- _Schriftliche Aufgabe 1_
Was nutzt Plugrol laut der Forumsdiskussion über einen Audio Visualizer mit OpenGL in Java derzeit außerdem?
- _Schriftliche Aufgabe 2_
Setze die Forumsdiskussion über einen Audio Visualizer mit OpenGL in Java nach der Rückfrage von mihe7 fort.

- _Textabschnitt_
####

# Audio Visualizer mit OpenGL in Java?



## Plugrol (4. Jun 2020)

Hallo, ich bin gerade dabei etwas mit Java und OpenGL zu programmieren und dachte mir, ich könne doch einmal versuchen einen Audio Visualizer zu programmieren, also fing ich an erst mal im Internet nach zu forschen, wie sowas geht, fand aber erstens mal nur C++ Code und der Rest, den ich Fand, bringt mich nicht weiter, also versuchte ich es anders, aber Fand bis zum Ende nichts, deshalb entschloss ich mich dazu hier einmal zu fragen wie sowas denn geht und ggf. auch noch ein Code Beispiel zu erhalten.

Ps: APIs sind auch okay, habe nur auch keine gefunden, derzeit Nutze ich außerdem JLayer von javazoom.

LG Plugrol.


----------



## mihe7 (4. Jun 2020)

Plugrol hat gesagt.:


> wie sowas denn geht


Da musst Du schon etwas spezieller werden. Was genau willst Du machen und womit hast Du ein Problem?

####

- _Datensatz_

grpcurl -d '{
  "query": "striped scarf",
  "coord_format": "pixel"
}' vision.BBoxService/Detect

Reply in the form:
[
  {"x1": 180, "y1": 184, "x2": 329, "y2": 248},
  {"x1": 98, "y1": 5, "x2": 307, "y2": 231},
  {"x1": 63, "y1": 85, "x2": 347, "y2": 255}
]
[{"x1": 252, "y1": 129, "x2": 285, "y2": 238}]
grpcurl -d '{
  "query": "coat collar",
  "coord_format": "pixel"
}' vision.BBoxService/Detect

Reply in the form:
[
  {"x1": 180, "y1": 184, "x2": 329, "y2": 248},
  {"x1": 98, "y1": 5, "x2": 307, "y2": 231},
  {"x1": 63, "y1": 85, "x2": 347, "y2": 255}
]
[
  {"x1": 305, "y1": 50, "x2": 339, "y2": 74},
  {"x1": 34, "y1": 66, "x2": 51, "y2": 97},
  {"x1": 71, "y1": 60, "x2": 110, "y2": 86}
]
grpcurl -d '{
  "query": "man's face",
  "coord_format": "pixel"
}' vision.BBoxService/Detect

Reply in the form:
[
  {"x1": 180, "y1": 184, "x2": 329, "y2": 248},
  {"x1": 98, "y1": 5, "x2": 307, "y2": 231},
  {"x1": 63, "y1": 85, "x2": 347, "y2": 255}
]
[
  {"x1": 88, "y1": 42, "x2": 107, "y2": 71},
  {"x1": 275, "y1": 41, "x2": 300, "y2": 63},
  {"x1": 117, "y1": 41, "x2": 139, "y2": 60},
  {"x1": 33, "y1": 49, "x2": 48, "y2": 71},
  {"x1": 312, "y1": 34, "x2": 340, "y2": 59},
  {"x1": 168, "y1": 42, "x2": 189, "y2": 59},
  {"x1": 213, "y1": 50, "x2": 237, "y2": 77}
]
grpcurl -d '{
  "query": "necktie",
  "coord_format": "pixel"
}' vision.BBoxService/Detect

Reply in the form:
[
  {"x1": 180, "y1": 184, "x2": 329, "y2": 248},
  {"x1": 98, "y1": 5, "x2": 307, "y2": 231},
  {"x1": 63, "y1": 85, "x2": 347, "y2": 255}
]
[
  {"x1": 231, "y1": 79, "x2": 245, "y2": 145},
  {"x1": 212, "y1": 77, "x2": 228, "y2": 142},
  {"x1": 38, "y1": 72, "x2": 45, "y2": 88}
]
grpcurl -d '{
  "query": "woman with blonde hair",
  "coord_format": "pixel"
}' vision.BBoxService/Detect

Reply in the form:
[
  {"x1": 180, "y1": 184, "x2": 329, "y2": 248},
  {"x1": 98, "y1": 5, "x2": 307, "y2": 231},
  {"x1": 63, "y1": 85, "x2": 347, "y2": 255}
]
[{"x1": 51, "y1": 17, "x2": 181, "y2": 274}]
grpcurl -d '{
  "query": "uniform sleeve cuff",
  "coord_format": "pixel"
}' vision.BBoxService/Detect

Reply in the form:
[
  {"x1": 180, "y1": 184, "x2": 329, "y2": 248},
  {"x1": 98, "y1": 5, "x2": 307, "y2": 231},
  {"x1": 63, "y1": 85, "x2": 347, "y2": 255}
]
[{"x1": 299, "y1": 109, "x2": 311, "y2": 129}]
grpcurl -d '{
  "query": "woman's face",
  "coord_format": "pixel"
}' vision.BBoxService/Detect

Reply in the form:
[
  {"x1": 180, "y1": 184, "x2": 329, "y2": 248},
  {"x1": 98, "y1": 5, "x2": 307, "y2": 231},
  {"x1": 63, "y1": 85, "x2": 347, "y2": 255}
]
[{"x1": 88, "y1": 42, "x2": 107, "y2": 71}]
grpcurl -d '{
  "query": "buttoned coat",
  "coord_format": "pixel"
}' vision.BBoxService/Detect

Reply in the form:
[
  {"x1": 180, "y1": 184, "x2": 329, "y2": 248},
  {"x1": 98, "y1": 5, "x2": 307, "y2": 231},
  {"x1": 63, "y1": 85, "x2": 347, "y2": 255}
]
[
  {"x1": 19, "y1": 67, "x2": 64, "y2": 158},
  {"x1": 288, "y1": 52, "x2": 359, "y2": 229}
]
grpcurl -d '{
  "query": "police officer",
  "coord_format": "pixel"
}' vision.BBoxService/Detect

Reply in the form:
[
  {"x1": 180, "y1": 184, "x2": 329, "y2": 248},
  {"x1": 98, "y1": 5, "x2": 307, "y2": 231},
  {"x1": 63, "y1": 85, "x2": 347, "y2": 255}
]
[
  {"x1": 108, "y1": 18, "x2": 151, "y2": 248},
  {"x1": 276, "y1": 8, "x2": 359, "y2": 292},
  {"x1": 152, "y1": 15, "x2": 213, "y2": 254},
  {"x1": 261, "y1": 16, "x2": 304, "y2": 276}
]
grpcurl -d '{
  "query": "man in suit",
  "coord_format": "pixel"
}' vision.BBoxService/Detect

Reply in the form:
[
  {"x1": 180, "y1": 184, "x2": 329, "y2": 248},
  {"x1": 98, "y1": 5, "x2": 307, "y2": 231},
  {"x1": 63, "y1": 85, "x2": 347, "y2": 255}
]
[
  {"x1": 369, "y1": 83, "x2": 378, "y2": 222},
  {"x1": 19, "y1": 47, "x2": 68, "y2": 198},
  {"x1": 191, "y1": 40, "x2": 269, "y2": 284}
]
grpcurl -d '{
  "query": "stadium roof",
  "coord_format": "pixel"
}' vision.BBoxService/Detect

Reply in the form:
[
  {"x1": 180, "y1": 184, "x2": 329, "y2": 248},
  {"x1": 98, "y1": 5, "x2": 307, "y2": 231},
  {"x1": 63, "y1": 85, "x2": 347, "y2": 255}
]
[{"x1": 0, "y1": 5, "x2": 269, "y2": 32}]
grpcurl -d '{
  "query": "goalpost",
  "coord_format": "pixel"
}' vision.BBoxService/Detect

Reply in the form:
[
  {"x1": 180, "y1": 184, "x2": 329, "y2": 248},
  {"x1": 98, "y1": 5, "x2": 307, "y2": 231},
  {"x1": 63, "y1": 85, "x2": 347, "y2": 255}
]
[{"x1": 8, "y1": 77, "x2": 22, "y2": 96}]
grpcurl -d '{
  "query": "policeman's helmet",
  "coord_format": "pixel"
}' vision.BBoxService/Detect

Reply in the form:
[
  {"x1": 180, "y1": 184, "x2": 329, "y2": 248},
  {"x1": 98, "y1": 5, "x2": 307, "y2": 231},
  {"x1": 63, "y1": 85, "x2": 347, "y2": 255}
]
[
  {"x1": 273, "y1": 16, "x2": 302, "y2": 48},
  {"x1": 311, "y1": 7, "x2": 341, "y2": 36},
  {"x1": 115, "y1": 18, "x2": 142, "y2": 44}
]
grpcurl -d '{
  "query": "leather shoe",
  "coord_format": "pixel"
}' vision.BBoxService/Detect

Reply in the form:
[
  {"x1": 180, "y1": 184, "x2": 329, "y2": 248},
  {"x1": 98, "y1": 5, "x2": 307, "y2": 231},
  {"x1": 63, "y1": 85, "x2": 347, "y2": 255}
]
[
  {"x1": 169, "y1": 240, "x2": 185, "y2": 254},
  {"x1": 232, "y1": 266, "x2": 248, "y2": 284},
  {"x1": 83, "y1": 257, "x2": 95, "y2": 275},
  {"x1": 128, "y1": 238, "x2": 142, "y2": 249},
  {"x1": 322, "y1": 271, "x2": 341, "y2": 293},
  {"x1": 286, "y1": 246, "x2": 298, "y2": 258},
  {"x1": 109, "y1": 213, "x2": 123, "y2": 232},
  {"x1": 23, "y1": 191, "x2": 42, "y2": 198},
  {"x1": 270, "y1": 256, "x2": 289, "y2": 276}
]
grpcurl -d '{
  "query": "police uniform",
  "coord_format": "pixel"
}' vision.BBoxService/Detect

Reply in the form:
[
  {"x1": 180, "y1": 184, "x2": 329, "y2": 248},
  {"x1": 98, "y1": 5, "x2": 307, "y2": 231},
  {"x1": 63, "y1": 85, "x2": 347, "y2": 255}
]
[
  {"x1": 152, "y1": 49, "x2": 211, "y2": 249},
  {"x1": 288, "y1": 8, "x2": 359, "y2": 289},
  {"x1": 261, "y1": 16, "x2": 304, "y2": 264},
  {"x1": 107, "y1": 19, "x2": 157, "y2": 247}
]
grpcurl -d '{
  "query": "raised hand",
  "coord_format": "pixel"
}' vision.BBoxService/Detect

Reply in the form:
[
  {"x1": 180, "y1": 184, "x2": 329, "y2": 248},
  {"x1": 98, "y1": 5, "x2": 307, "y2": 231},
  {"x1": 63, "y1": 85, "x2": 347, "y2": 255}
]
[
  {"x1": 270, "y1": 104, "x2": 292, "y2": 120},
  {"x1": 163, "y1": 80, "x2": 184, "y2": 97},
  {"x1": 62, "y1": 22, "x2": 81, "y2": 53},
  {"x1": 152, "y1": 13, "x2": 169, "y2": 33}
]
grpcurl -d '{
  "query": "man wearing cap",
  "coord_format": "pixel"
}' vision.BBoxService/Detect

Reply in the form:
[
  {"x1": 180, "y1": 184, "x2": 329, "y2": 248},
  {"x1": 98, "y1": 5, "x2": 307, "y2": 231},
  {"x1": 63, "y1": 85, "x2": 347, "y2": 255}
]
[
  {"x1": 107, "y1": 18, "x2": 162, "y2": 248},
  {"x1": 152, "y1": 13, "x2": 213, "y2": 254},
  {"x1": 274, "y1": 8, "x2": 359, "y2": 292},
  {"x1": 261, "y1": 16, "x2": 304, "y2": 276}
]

####

- _Antwort zur Aufgabe 1_
JLayer von javazoom.

- _Antwort zur Aufgabe 2_
----------



## Plugrol (4. Jun 2020)

mihe7 hat gesagt.:


> Da musst Du schon etwas spezieller werden. Was genau willst Du machen und womit hast Du ein Problem?


Ich würde gerne  für jede Höhe und Tiefe ein int bekommen um dann einen Audio Visualizer daraus zu machen, d.h Wenn das viel Höhen hat und wenig Tiefen, dass der Visualizer dann auf der einen Seite hoch ist und auf der anderen Seite nicht.


----------



## mihe7 (4. Jun 2020)

Das funktioniert mittels einer diskreten Fast-Fourier-Transformation. Wenn Du nach "FFT Java" (ohne Anführungszeichen) googelst, solltest Du fündig werden. Du kannst auch gleich nach "Java Spectrum Analyzer" suchen, dann findest Du vielleicht gleich einen konkreten Anwendungsfall.


----------



## Plugrol (5. Jun 2020)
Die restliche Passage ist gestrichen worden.